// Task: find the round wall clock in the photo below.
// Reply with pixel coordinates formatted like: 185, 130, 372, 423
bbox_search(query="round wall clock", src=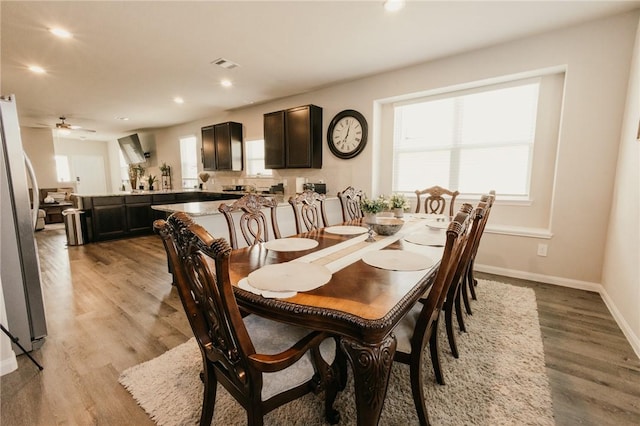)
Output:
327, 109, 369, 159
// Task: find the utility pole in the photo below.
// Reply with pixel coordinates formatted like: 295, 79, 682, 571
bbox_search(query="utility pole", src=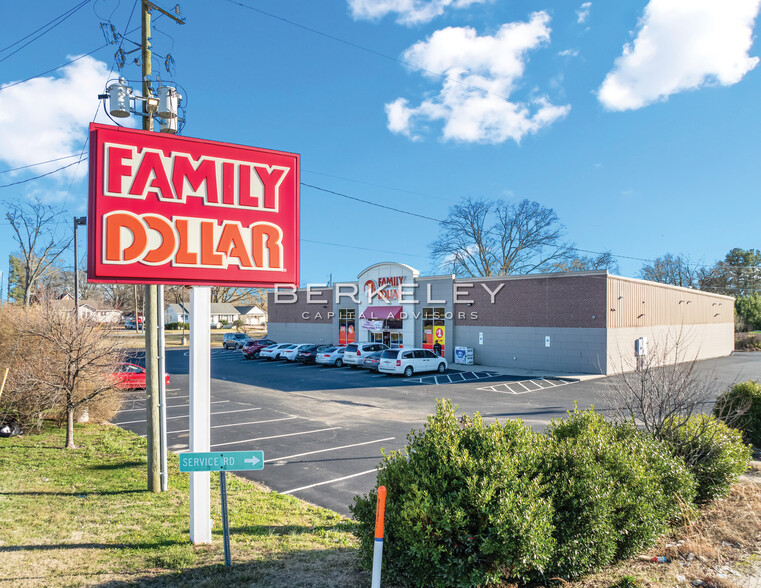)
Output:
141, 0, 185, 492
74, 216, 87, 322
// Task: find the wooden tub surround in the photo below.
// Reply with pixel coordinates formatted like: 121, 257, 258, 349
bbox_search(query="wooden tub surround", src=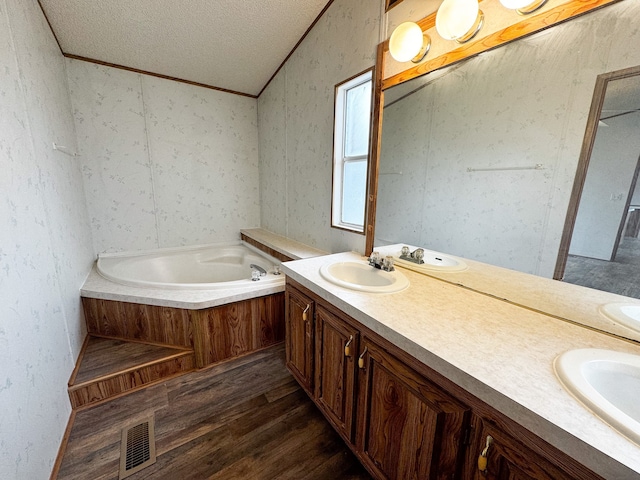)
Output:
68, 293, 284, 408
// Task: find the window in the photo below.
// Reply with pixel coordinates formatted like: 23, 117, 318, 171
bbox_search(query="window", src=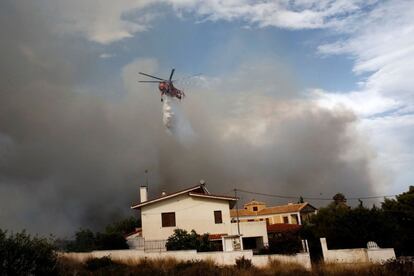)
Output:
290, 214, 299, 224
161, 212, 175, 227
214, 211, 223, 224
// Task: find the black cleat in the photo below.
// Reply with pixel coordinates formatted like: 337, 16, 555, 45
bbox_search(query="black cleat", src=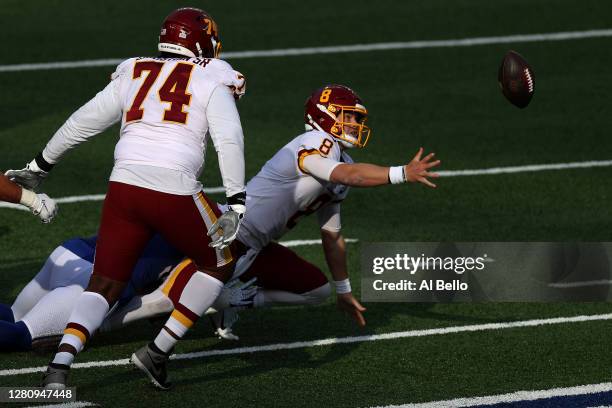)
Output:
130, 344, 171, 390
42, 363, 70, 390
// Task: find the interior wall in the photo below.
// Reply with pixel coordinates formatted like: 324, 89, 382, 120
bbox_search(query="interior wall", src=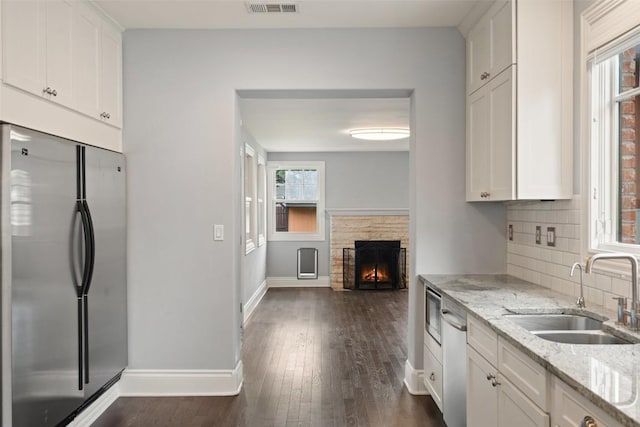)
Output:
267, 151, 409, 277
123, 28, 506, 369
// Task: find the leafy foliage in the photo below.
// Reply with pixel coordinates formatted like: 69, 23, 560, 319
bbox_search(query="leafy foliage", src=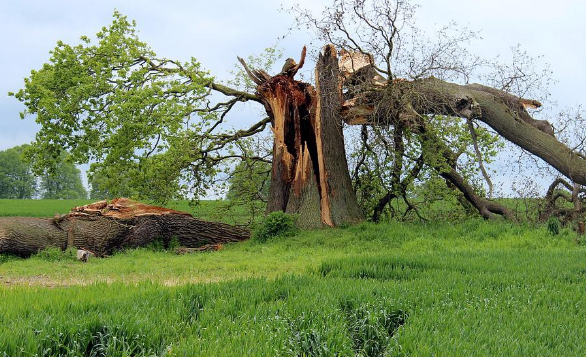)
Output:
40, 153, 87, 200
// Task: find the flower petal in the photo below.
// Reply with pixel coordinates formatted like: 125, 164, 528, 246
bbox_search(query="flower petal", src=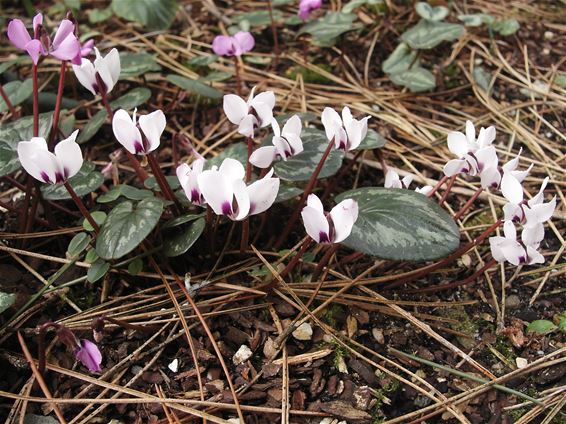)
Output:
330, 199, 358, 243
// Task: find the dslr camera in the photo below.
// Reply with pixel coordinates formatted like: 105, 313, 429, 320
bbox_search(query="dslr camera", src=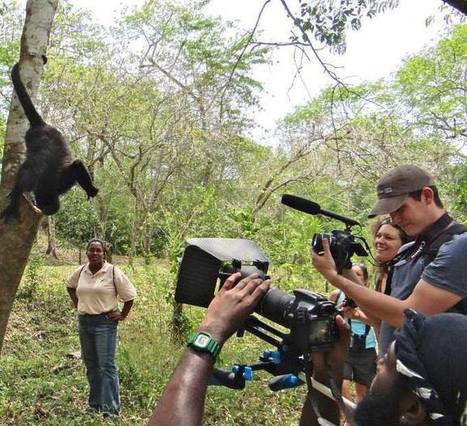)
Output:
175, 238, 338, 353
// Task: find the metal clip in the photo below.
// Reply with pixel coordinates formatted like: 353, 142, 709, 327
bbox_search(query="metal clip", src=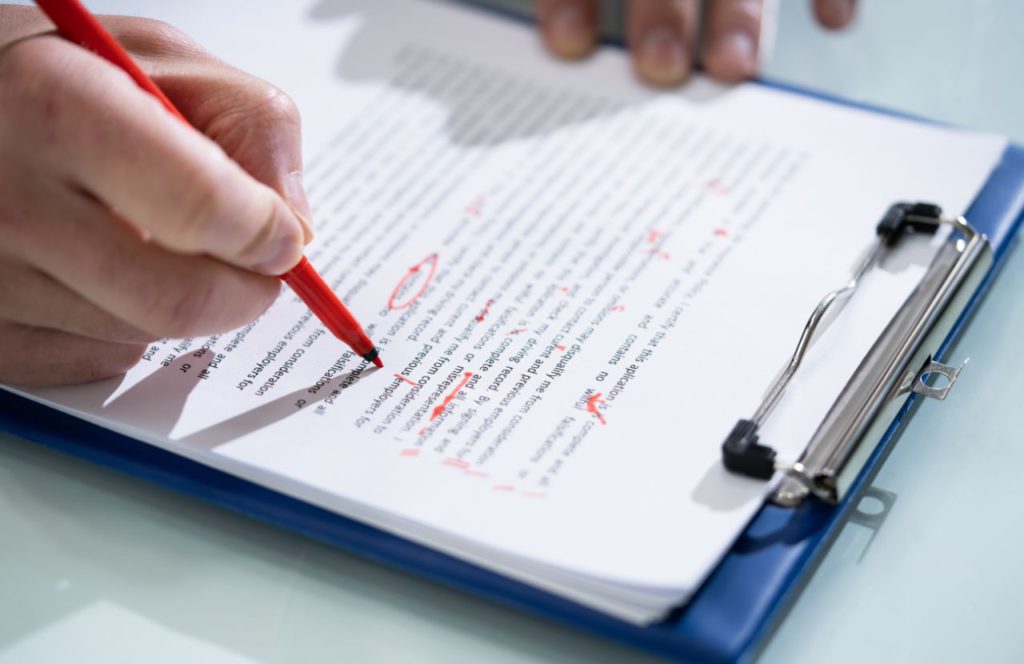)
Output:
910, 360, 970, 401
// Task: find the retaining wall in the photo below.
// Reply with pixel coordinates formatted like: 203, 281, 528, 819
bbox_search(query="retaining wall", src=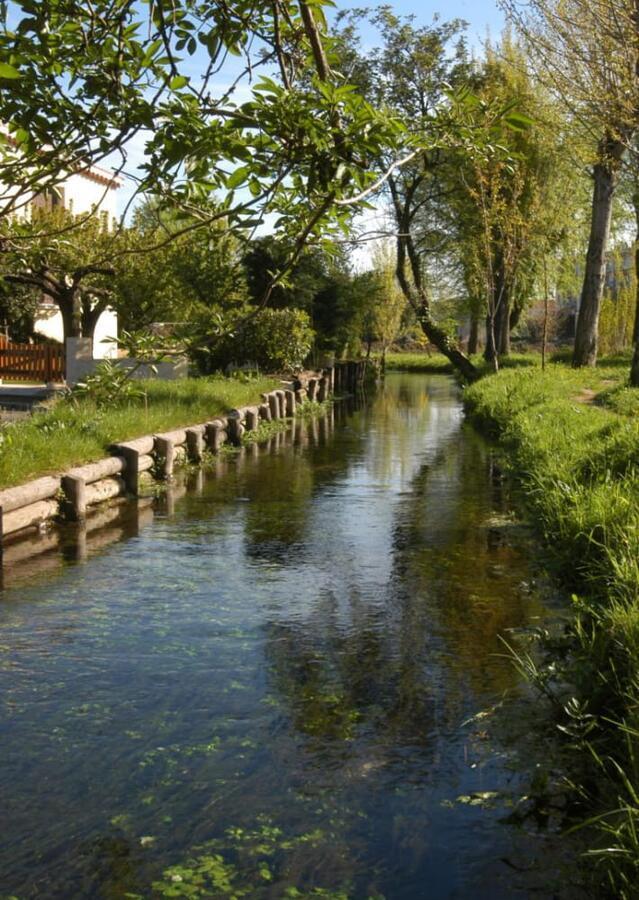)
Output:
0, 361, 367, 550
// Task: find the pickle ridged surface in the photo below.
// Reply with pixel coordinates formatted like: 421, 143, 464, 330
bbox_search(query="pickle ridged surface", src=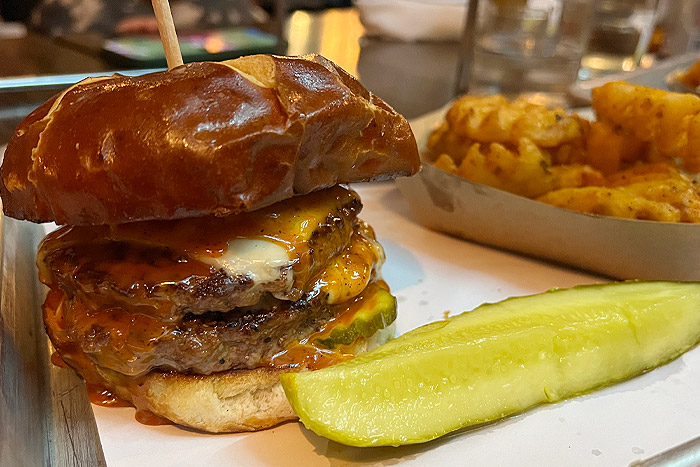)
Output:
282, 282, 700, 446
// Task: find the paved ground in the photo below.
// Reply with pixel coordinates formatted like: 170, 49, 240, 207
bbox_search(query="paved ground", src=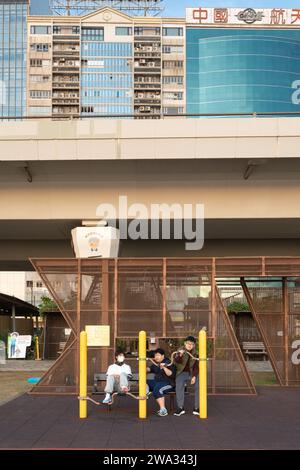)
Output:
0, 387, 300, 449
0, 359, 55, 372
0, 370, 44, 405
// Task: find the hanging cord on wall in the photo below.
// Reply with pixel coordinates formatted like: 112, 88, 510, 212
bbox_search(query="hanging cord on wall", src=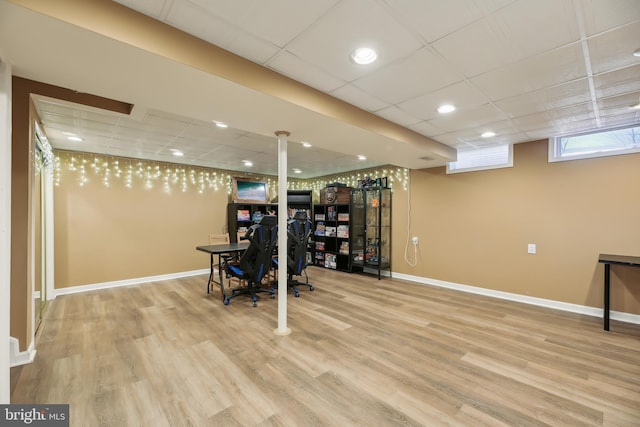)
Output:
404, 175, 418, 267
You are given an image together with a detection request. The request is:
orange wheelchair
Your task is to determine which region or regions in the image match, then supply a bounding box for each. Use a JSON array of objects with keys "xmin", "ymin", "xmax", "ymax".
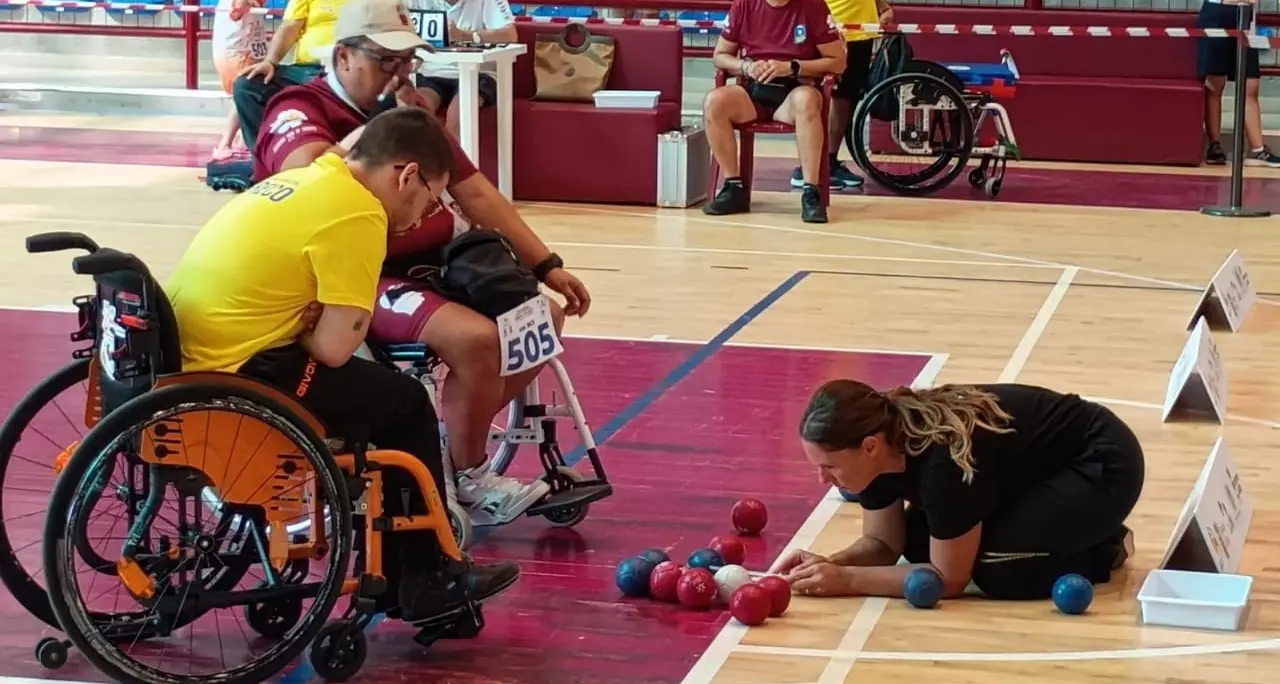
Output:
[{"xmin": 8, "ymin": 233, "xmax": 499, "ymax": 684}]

Exercise goal —
Transcribe exactly the portion of the material above that runs from the line containing "You are given" through its last line, omitting all pictures.

Full output —
You are given an image together with a detection request. The request is:
orange wheelchair
Your task is to determine which region or regions in the image match, then supply a bounding box for each. Use a JSON array of objects with keys "xmin", "ymin", "xmax", "ymax".
Output:
[{"xmin": 8, "ymin": 233, "xmax": 499, "ymax": 684}]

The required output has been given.